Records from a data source
────────────────────

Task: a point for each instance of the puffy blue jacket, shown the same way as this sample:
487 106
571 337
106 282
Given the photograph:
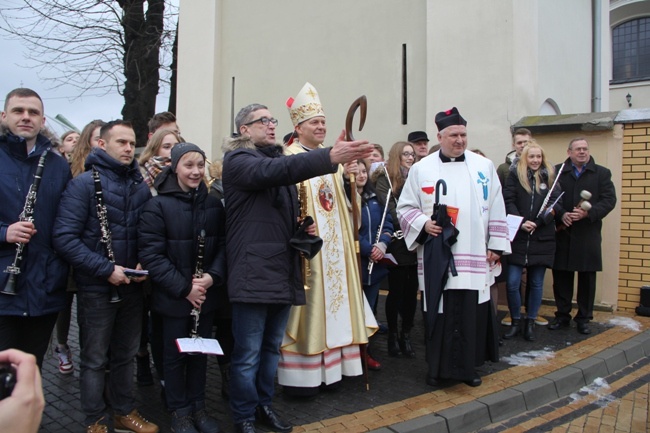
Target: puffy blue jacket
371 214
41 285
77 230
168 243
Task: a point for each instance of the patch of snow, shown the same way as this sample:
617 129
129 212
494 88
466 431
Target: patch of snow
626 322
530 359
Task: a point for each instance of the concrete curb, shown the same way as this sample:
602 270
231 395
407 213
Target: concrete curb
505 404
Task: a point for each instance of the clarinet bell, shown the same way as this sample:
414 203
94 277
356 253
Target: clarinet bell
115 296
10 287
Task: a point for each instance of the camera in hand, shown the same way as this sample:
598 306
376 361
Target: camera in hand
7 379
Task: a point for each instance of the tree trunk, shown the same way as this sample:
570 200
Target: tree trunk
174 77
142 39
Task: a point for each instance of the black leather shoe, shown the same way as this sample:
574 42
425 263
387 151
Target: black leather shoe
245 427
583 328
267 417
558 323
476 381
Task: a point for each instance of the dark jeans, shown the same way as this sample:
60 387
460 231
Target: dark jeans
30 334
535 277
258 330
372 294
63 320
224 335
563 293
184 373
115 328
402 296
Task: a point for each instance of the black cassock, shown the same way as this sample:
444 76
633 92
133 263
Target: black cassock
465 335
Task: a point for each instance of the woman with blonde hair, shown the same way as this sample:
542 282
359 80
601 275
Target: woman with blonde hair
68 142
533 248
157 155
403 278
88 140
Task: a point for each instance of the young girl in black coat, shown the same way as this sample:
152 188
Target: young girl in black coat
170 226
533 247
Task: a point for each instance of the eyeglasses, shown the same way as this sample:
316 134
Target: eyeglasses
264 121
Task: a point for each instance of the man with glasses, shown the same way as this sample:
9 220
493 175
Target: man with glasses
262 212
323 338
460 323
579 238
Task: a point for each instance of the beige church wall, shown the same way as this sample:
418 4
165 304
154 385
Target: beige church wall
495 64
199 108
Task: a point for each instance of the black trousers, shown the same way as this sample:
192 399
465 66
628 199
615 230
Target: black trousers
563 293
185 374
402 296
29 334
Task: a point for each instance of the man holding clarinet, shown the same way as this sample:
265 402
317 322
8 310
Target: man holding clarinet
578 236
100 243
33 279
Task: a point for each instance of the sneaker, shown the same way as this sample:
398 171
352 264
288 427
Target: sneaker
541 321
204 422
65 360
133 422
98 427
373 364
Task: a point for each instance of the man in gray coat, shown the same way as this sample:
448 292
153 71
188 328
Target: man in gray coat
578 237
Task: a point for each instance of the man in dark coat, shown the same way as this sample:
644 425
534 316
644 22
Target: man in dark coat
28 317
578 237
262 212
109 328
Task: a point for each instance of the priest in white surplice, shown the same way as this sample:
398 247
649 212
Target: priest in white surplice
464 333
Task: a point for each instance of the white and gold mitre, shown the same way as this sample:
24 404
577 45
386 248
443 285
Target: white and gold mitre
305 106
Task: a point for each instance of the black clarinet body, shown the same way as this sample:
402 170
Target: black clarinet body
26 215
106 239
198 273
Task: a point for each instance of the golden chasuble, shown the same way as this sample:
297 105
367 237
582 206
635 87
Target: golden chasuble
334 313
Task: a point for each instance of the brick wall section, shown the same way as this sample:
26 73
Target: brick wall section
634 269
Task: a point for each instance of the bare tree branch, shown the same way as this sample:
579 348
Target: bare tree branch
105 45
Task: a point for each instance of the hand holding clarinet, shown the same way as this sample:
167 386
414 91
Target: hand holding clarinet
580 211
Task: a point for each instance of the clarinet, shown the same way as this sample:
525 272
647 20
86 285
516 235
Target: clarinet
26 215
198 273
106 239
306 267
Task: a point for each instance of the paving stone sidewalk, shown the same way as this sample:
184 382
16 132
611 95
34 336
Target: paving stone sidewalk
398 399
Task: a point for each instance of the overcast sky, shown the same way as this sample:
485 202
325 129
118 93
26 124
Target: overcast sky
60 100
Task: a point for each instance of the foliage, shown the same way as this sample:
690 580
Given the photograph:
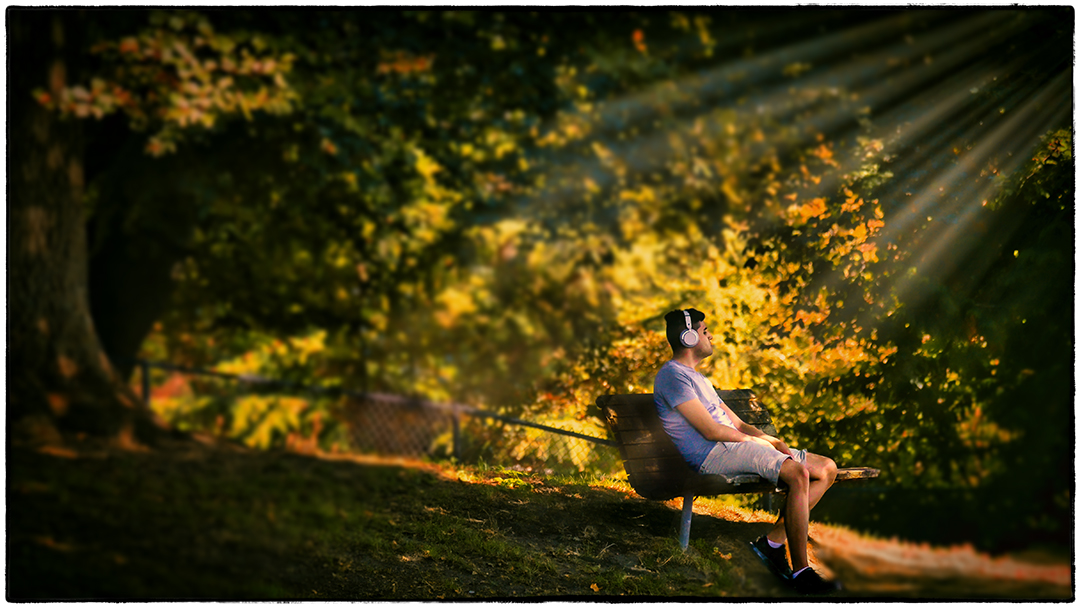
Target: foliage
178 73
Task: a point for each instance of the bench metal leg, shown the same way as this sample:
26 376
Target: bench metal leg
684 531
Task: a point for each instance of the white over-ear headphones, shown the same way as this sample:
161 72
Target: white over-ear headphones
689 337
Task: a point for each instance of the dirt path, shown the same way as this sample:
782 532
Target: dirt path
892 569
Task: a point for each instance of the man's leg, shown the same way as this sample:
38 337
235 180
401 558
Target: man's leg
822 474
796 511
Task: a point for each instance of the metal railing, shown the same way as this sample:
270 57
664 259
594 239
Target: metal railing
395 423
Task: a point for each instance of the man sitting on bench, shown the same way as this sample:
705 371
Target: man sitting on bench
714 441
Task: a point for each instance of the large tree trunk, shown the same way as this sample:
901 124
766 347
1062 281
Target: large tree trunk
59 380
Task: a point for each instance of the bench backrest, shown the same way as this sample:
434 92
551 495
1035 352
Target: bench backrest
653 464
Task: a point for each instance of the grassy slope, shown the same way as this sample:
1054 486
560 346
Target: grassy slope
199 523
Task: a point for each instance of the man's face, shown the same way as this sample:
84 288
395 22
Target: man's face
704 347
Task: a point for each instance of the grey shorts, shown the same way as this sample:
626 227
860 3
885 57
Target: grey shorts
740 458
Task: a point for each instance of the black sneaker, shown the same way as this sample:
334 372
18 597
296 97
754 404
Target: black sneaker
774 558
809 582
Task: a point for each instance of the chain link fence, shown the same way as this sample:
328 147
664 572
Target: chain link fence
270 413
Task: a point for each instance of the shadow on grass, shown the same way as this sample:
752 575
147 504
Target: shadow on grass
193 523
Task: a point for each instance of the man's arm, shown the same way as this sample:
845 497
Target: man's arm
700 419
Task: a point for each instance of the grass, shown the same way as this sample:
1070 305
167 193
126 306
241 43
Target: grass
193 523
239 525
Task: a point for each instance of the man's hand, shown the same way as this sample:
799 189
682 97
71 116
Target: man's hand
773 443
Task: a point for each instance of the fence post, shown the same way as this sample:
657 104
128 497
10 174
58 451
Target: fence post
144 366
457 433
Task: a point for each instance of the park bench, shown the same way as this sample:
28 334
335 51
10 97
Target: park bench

────────────────────

> YOUR GOAL:
Omit the pictures, then quote the rest of the material above exactly.

> EXPECTED ANSWER:
Task: a point for each instance of the puffy blue jacket, shown the same way as this sample:
487 106
571 337
106 282
Given the photograph:
Target: puffy blue jacket
371 214
41 285
77 230
168 243
Task: a point for each instance of the patch of snow, shown the same way as this sample:
617 129
129 212
494 88
466 431
Target: patch of snow
626 322
530 359
Task: a point for each instance of the concrete curb, shown the same way as this sample:
602 270
231 395
407 213
Target: concrete curb
505 404
Task: a point for each instance of the clarinet bell, shown the same way as this sample:
414 203
94 277
356 253
Target: clarinet bell
115 296
10 287
Task: a point for each instance of the camera in hand, shown the same way as this sample:
598 306
376 361
Target: camera in hand
7 379
Task: a point for each instance of the tree trunk, shown the same way as this sample:
570 200
Target: tree trunk
174 77
142 39
Task: a point for each instance of the black leather shoe, shown the same way as this sample:
574 42
425 263
387 151
Target: black leather shoe
245 427
583 328
267 417
558 323
476 381
Task: a point for each instance of the dark jeans, shown the same way as this sample:
60 387
460 231
Target: dark jeans
30 334
535 277
258 330
372 294
63 320
224 335
563 293
184 373
115 328
402 296
Task: a point for each instance of the black cassock, shown the same way as this sample:
444 76
633 92
133 263
Target: black cassock
465 335
Task: a point for each instance of the woman with blonde hair, shown the same way as this sample:
542 282
359 80
601 275
Target: woman with blonde hair
68 142
533 248
157 155
403 278
88 140
Task: a point for each instance of the young girl in black coat, shown the same way as this sample:
152 188
Target: young girl in black coat
170 226
533 247
Task: a point for each instance of the eyeglasses, shown the same way as this sample:
316 134
Target: eyeglasses
264 121
Task: a point for each instance of the man with glasses, shown the same way as this sample:
9 220
493 175
Target: man with glasses
262 212
323 338
460 323
579 238
Task: a point for each instance of the beige church wall, shown the same way as this sample:
418 4
165 304
154 385
Target: beige church wall
495 64
199 108
Task: a point for each instance of the black trousers, shown the same way as this sample:
192 399
465 66
628 199
615 230
Target: black trousers
563 293
185 374
402 296
29 334
Task: a point for each instance of the man holding clarinet, shown the same way as this sample:
265 402
317 322
8 310
Target: man holding clarinet
578 236
100 243
33 279
Task: a point for each instance of the sneaker, shown the same way as this sample:
398 171
352 264
288 427
Target: sneaker
541 321
204 422
65 360
133 422
98 427
373 364
Task: a point for each instance of the man in gray coat, shown the same way as this sample:
448 292
153 71
188 328
Target: man in gray coat
578 237
Task: a point for each instance of the man in dark coat, shown the same way as this sample:
644 425
534 316
644 22
Target: man in dark coat
28 317
578 237
262 212
109 328
Task: a point for each instance of the priest in white surplice, shown the same way as this sample:
398 247
649 212
Target: priest in white surplice
464 333
Task: a point for each instance of the white and gold mitre, shown the same way as this sample:
24 404
577 45
386 248
443 285
Target: white and gold mitre
305 106
Task: a point for each instance of the black clarinet body, shown the same way as this sample:
402 170
Target: black clarinet body
26 215
106 239
198 273
Task: a point for each instance of the golden chasuble, shown the same way as this sample:
297 105
367 237
582 206
635 87
Target: golden chasuble
334 313
Task: a point for each instance of the brick wall section, shown the same way as this sample:
26 73
Target: brick wall section
634 269
Task: a point for each instance of the bare tree branch, shown the same way as this sample:
579 348
Target: bare tree branch
105 45
Task: a point for each instance of the hand holding clarinet, shown the same way as this sample:
167 386
414 91
Target: hand holding clarinet
580 211
Task: a point for each instance of the clarinet, shown the same way as this sample:
525 272
647 20
86 285
516 235
Target: clarinet
26 215
198 273
106 239
306 267
Task: a point for each instance of the paving stone sidewalk, shown the same way as this sample:
184 382
16 132
611 95
34 336
Target: paving stone sidewalk
398 399
Task: a point for each instance of the overcast sky, shown the same way as this sample:
485 202
325 129
118 93
26 124
Target: overcast sky
60 100
Task: a point for each instance of the foliage, shown the same way as this sample:
690 580
Given the photograph:
Target: foliage
178 73
Task: a point for each instance of the bench metal leg, shown the same way as this sample:
26 376
Target: bench metal leg
684 531
Task: a point for each instance of the white over-ear headphones, shown the same way as this sample:
161 72
Target: white over-ear headphones
689 337
Task: a point for each instance of the dirt path, shown the same way as this sample:
782 532
Target: dirt path
892 569
Task: a point for each instance of the man's leg, shown the same way as this sample:
38 337
235 180
401 558
Target: man's leg
822 474
796 511
Task: a point for each instance of the metal railing, shown the same way as this sample:
270 57
664 259
594 239
Target: metal railing
395 423
Task: a point for each instance of the man sitting on bench, shown the same way as this sample:
705 371
Target: man sitting on bench
714 441
Task: a point for each instance of the large tree trunk, shown the same way as this sample:
901 124
766 347
1062 281
Target: large tree trunk
59 380
Task: a point for each instance of the bench backrest, shown the same way as this sample:
434 92
551 495
1035 352
Target: bench backrest
653 464
Task: a point for each instance of the grassy slope, shown the same way as this sample:
1054 486
560 346
Target: grassy slope
199 523
Task: a point for each instance of the man's face, shown the same way as this sample:
84 288
395 22
Target: man's face
704 347
Task: a point for each instance of the grey shorts, shown the same way as this sample:
626 227
860 3
885 57
Target: grey shorts
740 458
Task: a point for each instance of the black sneaker, shown the same way as this sample:
334 372
18 597
296 97
754 404
Target: black sneaker
774 558
809 582
Task: a point for each instance of the chain link fence, shown the same way as this sample:
328 147
664 572
Target: chain link fence
270 413
Task: a point for each instance of the shadow on grass, shown the same way as this sample:
752 575
147 504
Target: shadow on grass
193 523
Task: a point for each instance of the man's arm, shown the same way as this sample:
845 497
Target: man's arm
700 419
Task: a point for each instance of the grass, shown the same way as this sample:
1070 305
167 193
126 306
241 43
Target: grass
193 523
239 525
Task: a point for each instance of the man's hand, shown the same way as this sample:
799 189
682 97
71 116
Target: man's hand
773 443
Task: a point for each instance of the fence post, shown the same way as this sample:
657 104
128 497
10 174
58 451
Target: fence post
144 366
457 433
Task: a point for each instance of the park bench, shown the same way as this sample:
28 334
335 51
10 97
Target: park bench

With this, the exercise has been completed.